Alıştırma Görevleri:
• 1. Yargıtay kararı metninde "YARGITAY KARARI" ifadesinden başlayıp "bağlanması istemine ilişkindir." ifadesine kadar uzanan bölümün tamamını aynen alıntılayınız.
• 2. Yargıtay kararı metnini iki cümleyle özetleyiniz.

Metin Alıntısı:
Yargıtay Kararı 10. Hukuk Dairesi 2018/2632 E. 2018/10665 K. 17.12.2018 T.

YARGITAY KARARI
DAİRE : 10. Hukuk Dairesi
ESAS NO : 2018/2632
KARAR NO : 2018/10665
KARAR TARİHİ : 17.12.2018

Mahkemesi :İş Mahkemesi

Asıl dava, yersiz olarak ödenen aylıkların yasal faiziyle birlikte tahsili, birleşen dava ise sigortalılığın iptaline yönelik Kurum işleminin iptali ile aylığın yeniden bağlanması istemine ilişkindir.
Mahkemece, bozmaya uyularak ilamında belirtildiği şekilde davacı kurumun davasının reddine, davalı tarafından açılan ve birleşen davanın ise kabulüne karar verilmiştir.
Hükmün, davacı-birleşen dava davalısı Kurum vekili tarafından temyiz edilmesi üzerine, temyiz isteğinin süresinde olduğu anlaşıldıktan ve Tetkik Hakimi … tarafından düzenlenen raporla dosyadaki kâğıtlar okunduktan sonra işin gereği düşünüldü ve aşağıdaki karar tespit edildi.

Gösterilen Bilgiler:
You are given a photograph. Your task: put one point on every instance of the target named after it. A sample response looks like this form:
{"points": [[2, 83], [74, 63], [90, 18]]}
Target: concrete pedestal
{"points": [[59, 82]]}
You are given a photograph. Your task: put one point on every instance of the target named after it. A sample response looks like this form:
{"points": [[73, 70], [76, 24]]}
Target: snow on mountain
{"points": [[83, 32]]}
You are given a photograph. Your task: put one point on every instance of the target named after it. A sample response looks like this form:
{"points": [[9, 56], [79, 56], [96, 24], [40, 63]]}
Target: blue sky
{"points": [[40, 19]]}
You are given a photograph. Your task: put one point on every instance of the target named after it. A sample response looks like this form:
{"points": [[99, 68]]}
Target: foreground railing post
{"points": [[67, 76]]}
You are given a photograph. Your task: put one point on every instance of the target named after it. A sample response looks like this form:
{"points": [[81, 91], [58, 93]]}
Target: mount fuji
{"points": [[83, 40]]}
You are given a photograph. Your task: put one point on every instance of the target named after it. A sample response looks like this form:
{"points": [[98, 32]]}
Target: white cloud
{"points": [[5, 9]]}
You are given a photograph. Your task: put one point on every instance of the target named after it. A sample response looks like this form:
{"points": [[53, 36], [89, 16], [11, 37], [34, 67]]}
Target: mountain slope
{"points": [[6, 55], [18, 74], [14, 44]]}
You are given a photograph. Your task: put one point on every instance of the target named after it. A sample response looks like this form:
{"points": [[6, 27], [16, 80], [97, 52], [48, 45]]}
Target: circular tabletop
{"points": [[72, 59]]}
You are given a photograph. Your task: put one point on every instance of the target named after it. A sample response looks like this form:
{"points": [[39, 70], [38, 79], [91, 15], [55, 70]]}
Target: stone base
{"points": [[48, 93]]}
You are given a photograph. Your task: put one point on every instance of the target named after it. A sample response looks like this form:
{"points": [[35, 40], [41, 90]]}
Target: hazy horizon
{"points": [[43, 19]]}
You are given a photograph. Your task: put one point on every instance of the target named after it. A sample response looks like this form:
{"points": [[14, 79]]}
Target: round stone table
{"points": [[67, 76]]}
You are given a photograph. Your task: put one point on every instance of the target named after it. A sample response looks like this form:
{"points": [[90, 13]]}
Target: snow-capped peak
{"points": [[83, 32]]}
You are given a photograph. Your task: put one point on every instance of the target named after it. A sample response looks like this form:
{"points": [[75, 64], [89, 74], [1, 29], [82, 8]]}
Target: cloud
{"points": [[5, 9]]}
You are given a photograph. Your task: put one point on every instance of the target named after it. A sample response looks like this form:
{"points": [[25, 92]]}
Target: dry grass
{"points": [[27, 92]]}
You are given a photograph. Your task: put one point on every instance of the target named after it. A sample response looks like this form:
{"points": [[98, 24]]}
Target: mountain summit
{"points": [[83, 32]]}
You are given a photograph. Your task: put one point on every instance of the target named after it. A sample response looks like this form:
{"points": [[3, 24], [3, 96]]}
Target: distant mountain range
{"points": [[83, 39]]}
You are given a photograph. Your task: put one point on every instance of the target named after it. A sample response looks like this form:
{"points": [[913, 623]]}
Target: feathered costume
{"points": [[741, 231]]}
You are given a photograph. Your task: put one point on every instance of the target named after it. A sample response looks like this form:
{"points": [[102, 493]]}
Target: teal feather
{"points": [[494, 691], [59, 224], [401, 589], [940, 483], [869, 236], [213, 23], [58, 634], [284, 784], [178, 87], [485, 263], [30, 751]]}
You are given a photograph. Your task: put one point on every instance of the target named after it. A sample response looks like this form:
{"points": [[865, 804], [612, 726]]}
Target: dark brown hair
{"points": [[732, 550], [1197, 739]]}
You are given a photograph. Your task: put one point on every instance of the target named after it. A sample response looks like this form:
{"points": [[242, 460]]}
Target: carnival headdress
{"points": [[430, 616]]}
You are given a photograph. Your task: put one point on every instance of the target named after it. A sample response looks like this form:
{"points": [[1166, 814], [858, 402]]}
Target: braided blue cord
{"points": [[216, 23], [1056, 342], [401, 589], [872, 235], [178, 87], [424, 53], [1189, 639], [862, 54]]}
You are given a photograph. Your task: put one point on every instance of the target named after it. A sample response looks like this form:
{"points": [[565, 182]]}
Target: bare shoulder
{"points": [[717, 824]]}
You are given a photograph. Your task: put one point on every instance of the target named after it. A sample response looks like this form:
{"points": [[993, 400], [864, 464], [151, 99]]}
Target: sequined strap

Görevlerin Yanıtları:
• 1.
YARGITAY KARARI
DAİRE : 10. Hukuk Dairesi
ESAS NO : 2018/2632
KARAR NO : 2018/10665
KARAR TARİHİ : 17.12.2018

Mahkemesi :İş Mahkemesi

Asıl dava, yersiz olarak ödenen aylıkların yasal faiziyle birlikte tahsili, birleşen dava ise sigortalılığın iptaline yönelik Kurum işleminin iptali ile aylığın yeniden bağlanması istemine ilişkindir.

• 2. Yargıtay 10. Hukuk Dairesinin 17.12.2018 tarihli kararına konu olan asıl dava, yersiz olarak ödenen aylıkların yasal faiziyle birlikte tahsiline ilişkindir. Birleşen dava ise sigortalılığın iptaline yönelik Kurum işleminin iptali ile aylığın yeniden bağlanması istemine ilişkindir; mahkeme bozmaya uyarak Kurumun davasını reddetmiş, birleşen davayı kabul etmiş, hüküm de Kurum vekilince temyiz edilmiştir.